= INSTRUCTIONS TO FOLLOW =
Reproduce the entries starting at the line containing "Task: pin the wooden door" and ending at the line containing "point(54, 390)", with both of those lines included and the requests kept as they are. Shift both the x and the y coordinate of every returned point up by 65.

= STORED DATA =
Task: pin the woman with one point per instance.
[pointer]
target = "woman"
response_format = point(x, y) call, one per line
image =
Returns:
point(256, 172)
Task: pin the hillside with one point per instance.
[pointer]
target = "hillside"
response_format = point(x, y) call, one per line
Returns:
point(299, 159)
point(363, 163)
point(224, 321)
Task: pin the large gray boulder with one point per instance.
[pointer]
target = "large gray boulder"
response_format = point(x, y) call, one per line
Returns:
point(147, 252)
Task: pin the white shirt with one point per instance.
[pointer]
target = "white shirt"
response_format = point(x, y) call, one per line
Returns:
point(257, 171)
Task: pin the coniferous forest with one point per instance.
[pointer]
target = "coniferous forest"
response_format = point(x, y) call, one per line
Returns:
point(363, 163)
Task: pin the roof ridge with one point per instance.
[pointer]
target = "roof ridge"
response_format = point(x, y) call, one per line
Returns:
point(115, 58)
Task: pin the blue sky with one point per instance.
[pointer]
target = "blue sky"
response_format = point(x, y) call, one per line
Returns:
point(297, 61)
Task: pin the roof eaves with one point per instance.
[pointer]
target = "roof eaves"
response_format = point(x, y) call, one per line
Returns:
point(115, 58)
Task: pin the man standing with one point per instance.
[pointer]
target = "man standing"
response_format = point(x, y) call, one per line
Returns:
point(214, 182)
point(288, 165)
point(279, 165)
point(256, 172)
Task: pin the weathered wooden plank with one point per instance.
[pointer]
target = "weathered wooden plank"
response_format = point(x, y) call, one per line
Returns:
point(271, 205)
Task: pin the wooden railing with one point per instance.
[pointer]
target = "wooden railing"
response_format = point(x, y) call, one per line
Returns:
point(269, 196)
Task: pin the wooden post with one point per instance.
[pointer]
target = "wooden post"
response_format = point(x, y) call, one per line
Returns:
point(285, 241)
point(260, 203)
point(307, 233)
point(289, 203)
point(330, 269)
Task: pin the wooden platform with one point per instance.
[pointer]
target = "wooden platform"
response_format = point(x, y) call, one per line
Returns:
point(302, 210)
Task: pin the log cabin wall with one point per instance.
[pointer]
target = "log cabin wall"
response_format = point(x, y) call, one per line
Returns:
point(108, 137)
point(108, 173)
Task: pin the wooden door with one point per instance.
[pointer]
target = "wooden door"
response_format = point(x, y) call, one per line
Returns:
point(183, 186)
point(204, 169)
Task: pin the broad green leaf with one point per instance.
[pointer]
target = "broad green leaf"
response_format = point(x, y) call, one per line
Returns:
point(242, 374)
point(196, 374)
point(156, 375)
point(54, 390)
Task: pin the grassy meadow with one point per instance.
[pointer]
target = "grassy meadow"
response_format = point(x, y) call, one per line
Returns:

= TASK SOLUTION =
Task: pin the wooden door with one point per instance.
[pointer]
target = "wooden door"
response_format = point(x, y) call, one per line
Returns:
point(248, 251)
point(269, 234)
Task: pin the broad green leaf with one point per instance.
[pointer]
target = "broad green leaf"
response_format = point(x, y) call, one per line
Returns:
point(307, 439)
point(261, 439)
point(221, 440)
point(119, 455)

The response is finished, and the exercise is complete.